▸ Exercise goal
How many lines of the records below contain the word "white"? Case counts; give only the number.

*****

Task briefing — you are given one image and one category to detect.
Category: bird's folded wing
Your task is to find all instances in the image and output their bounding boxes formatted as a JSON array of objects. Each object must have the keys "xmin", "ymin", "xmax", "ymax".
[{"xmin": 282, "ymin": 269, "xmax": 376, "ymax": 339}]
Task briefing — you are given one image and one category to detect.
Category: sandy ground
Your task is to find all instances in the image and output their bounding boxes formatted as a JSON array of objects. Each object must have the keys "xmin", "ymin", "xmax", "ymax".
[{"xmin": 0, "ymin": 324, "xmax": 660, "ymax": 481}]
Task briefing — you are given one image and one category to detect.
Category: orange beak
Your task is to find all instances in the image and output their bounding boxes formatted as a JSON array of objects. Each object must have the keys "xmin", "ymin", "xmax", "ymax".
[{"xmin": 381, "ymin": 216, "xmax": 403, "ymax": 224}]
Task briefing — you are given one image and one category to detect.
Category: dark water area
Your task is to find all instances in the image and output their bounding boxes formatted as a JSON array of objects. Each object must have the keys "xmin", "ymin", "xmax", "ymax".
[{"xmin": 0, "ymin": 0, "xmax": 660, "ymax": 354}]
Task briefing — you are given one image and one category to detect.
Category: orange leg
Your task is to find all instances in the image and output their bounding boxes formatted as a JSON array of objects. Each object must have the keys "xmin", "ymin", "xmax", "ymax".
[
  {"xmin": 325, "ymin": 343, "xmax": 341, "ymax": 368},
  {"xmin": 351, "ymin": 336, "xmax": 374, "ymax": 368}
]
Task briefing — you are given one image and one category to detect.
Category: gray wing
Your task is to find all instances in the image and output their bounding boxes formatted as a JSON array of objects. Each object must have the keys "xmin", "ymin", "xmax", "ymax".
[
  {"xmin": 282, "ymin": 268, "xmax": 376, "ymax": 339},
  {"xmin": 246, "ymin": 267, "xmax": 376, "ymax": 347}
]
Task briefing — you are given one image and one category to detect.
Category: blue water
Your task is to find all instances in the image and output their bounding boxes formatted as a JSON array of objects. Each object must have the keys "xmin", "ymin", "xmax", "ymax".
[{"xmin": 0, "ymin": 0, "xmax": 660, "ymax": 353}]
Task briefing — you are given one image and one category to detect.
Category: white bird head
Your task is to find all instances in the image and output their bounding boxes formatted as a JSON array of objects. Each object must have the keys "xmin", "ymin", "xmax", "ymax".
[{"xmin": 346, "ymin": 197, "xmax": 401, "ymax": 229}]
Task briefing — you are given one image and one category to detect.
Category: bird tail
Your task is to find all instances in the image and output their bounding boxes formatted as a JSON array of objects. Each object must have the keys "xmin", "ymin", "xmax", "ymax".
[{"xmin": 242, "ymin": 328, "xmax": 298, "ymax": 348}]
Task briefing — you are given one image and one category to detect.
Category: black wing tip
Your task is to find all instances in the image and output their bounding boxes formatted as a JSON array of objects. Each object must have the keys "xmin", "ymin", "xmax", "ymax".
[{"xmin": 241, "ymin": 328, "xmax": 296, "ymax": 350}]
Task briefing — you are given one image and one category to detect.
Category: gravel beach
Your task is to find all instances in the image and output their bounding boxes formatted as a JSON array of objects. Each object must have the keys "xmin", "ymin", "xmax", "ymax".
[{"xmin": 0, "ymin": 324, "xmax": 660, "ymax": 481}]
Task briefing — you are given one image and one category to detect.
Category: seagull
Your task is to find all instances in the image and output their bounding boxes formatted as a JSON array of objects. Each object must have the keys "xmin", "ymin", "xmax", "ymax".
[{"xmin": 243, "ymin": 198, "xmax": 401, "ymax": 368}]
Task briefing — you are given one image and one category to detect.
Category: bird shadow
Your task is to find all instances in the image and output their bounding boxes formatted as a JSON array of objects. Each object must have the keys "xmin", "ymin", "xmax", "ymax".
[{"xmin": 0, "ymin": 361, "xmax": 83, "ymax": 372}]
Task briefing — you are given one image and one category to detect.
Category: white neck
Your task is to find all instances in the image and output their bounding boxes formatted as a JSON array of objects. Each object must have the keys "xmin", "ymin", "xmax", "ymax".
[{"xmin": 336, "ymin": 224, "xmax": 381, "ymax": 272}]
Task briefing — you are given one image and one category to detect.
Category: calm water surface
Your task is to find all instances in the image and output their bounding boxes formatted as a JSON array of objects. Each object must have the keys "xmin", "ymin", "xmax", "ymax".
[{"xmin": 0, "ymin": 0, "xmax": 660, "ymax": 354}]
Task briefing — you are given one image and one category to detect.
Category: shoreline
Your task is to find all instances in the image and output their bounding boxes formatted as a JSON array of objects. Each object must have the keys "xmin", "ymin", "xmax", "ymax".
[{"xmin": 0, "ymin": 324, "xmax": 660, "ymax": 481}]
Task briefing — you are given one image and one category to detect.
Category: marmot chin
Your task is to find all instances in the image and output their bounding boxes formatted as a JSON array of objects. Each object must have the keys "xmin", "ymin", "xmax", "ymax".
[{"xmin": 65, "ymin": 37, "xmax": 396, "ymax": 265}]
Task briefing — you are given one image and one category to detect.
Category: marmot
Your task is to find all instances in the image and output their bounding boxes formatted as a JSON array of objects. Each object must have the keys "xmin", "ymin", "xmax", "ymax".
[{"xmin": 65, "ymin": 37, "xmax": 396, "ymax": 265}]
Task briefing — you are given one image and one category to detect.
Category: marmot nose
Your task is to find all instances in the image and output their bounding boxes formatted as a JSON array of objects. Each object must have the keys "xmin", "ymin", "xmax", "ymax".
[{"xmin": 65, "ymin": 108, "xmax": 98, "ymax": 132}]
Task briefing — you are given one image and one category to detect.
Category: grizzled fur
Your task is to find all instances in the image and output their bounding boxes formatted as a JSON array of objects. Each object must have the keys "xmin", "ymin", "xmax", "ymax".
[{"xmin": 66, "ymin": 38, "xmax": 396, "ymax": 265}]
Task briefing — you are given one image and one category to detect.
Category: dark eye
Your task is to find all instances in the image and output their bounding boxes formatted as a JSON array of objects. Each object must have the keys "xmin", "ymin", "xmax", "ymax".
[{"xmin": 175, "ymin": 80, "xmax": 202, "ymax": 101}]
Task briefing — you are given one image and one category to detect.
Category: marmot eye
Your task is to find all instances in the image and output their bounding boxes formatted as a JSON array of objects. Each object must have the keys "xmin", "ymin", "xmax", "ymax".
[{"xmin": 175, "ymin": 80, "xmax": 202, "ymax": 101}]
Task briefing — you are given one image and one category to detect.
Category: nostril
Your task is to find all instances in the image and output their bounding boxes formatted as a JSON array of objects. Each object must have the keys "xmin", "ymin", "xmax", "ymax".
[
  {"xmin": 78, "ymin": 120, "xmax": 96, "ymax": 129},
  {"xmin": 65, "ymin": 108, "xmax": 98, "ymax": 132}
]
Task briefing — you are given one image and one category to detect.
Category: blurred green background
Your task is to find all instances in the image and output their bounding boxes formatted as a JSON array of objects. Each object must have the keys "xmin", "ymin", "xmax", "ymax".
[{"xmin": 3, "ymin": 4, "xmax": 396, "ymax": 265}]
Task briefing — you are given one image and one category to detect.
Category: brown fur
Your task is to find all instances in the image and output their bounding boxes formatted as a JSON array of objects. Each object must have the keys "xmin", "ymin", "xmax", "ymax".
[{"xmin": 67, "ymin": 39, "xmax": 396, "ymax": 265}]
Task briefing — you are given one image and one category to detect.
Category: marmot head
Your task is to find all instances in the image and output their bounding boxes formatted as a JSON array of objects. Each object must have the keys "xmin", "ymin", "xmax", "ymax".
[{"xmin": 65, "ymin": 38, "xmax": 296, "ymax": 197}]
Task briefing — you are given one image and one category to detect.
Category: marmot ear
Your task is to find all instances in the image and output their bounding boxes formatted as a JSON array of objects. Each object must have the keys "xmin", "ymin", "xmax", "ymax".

*****

▸ Result for this task
2